• [Data items]:
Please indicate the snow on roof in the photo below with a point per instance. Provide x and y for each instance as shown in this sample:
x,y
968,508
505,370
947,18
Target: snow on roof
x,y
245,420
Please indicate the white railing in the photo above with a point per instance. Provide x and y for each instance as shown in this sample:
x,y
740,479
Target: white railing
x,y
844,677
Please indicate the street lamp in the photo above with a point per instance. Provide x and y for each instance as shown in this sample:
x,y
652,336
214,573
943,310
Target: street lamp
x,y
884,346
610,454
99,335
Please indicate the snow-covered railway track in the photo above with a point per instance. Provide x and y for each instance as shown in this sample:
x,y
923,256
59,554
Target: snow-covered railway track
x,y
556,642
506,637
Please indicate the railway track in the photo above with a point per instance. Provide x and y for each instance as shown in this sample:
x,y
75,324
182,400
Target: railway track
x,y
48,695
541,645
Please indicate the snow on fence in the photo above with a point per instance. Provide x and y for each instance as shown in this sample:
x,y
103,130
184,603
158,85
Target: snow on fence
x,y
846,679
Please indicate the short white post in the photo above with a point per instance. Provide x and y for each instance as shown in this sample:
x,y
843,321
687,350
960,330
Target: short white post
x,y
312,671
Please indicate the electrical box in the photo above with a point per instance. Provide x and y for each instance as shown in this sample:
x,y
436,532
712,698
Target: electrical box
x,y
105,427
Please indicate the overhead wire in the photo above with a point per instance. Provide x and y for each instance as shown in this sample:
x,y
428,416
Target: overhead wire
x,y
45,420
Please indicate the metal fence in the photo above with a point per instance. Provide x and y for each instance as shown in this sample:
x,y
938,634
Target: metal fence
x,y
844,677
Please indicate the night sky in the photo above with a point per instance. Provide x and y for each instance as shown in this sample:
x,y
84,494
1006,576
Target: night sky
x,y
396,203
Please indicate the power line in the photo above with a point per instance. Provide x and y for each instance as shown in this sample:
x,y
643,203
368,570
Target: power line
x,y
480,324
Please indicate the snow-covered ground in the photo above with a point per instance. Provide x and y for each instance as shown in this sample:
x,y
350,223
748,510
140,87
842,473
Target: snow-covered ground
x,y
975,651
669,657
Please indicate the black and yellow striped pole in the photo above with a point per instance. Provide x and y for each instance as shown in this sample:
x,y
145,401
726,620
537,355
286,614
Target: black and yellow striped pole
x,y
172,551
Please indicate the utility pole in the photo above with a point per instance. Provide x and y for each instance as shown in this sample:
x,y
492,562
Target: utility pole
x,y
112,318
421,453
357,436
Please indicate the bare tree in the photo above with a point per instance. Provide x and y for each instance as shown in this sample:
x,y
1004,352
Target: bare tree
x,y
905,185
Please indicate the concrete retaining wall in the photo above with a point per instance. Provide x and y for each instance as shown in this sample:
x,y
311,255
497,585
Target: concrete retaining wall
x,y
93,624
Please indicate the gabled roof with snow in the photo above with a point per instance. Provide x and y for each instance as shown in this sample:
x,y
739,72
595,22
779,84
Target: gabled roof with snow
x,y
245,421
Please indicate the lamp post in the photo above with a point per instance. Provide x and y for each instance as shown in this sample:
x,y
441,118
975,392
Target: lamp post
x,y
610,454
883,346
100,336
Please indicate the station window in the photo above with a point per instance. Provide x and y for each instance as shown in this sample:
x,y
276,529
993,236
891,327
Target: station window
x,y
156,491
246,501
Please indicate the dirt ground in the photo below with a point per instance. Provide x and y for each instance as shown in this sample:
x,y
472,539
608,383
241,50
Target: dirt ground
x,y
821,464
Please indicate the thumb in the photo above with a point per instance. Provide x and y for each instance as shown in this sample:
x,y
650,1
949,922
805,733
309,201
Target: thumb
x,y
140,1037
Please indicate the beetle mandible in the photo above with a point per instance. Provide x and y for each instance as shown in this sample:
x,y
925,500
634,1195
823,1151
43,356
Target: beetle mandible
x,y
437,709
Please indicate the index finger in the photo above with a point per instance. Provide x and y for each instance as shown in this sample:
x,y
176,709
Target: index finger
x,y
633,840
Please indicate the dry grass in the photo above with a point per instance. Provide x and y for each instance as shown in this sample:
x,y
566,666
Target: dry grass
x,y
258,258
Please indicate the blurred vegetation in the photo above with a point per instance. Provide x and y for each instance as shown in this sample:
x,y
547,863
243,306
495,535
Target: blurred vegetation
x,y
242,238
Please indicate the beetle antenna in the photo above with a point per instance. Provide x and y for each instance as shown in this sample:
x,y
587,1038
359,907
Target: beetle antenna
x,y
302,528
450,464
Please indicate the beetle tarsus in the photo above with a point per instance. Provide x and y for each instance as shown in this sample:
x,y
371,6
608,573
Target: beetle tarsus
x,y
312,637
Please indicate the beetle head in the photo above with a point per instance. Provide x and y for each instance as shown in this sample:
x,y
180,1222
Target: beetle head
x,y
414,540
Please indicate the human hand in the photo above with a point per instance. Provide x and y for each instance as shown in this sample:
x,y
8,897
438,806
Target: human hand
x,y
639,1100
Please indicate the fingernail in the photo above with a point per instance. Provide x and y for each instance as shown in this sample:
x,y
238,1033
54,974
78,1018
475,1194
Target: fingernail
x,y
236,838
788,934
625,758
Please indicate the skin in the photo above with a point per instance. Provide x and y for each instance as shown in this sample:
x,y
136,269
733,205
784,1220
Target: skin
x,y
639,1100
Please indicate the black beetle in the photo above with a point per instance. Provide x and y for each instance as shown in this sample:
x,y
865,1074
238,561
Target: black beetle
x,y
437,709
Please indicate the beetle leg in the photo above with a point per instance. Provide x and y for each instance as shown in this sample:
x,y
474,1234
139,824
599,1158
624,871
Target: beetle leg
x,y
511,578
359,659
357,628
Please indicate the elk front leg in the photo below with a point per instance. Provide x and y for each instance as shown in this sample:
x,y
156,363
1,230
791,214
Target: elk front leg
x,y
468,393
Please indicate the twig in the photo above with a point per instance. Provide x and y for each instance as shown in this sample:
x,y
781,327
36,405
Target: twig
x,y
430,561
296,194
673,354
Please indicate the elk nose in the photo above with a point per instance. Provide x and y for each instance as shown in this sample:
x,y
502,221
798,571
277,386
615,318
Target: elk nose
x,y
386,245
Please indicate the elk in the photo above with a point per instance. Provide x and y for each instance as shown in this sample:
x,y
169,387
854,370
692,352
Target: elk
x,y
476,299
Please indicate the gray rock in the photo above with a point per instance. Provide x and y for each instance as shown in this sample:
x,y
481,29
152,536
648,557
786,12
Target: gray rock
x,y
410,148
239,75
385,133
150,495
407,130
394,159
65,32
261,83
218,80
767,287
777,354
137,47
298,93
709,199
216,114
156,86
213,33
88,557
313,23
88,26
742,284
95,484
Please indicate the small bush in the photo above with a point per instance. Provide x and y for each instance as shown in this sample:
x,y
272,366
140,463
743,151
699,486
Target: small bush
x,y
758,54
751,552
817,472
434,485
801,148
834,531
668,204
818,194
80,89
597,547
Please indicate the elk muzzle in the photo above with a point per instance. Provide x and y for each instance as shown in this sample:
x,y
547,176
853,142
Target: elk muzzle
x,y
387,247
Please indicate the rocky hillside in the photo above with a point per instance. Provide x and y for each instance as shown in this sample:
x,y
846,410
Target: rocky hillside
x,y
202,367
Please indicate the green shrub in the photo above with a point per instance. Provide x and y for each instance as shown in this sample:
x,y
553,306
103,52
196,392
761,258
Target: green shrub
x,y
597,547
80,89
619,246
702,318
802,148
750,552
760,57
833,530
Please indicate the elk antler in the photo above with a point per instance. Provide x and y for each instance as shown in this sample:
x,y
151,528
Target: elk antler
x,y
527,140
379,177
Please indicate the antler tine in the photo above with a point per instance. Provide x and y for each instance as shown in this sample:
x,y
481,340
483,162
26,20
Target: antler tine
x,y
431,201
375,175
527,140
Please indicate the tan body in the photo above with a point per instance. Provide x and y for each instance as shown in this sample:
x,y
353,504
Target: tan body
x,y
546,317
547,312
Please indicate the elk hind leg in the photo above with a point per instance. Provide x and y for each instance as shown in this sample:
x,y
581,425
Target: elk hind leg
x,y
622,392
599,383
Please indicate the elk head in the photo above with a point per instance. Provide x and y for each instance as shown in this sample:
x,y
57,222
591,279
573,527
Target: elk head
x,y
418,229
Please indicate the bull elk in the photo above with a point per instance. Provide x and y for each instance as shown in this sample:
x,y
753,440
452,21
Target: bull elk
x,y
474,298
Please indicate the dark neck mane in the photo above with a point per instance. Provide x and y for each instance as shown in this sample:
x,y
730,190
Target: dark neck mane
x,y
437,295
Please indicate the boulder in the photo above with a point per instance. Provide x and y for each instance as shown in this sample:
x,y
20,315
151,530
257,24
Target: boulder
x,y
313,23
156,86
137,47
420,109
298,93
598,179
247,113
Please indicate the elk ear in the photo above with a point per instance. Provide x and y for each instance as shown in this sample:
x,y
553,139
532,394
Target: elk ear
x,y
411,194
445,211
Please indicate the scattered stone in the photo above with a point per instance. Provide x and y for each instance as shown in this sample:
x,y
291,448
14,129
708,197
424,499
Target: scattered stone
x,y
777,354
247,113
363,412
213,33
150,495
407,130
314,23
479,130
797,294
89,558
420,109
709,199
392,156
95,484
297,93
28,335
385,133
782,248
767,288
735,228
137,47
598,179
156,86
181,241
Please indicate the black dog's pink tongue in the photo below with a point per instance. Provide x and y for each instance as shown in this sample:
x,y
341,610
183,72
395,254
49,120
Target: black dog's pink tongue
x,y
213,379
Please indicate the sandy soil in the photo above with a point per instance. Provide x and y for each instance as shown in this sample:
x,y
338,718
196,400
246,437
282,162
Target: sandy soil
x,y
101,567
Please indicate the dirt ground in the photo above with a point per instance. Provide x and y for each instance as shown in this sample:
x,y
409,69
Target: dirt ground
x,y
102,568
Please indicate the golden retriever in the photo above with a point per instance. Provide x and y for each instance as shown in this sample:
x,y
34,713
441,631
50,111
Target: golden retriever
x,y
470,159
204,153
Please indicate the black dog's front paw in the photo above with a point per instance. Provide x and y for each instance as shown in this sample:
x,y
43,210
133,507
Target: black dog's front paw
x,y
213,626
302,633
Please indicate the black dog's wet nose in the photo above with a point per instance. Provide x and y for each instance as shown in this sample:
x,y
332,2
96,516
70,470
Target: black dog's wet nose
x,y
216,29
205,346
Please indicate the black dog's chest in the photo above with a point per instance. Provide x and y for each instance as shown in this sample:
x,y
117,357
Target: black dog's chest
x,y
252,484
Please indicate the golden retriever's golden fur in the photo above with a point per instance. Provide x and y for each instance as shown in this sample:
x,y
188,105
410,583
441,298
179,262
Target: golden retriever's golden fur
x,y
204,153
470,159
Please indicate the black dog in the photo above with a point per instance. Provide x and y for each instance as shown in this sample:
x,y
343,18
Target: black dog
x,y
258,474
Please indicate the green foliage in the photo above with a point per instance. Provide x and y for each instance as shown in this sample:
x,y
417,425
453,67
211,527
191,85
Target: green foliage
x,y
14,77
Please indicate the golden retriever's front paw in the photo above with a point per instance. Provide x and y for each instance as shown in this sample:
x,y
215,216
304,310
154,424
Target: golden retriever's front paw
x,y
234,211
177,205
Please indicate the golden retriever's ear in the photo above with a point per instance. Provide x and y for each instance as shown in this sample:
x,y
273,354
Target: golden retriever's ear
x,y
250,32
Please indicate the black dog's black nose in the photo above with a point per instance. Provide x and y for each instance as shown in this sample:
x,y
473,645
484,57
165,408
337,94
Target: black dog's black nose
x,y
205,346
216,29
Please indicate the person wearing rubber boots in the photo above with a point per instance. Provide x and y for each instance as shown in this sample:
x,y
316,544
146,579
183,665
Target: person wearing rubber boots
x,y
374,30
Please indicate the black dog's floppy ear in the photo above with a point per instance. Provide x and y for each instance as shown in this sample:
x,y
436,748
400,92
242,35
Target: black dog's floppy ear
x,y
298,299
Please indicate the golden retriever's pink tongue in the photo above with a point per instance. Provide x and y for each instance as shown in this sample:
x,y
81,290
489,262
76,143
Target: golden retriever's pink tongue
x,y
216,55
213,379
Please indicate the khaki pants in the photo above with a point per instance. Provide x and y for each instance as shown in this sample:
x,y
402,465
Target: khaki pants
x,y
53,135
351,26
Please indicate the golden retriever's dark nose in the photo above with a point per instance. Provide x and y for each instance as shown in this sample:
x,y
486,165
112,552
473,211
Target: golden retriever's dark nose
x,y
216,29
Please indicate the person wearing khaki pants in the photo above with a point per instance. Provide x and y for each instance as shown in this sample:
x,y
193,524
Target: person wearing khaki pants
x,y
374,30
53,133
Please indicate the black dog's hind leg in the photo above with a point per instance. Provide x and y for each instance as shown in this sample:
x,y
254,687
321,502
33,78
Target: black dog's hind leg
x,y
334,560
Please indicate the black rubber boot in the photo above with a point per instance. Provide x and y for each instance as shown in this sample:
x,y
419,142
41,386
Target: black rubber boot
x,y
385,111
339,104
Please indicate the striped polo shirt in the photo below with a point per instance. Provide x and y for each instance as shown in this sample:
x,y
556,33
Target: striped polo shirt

• [Work item]: For the string "shirt", show each line of the entries above where it occurs.

• [Written response]:
Please indicate the striped polo shirt in the photo below with a point per instance. Provide x and y for each instance as shown in this sample:
Target: striped polo shirt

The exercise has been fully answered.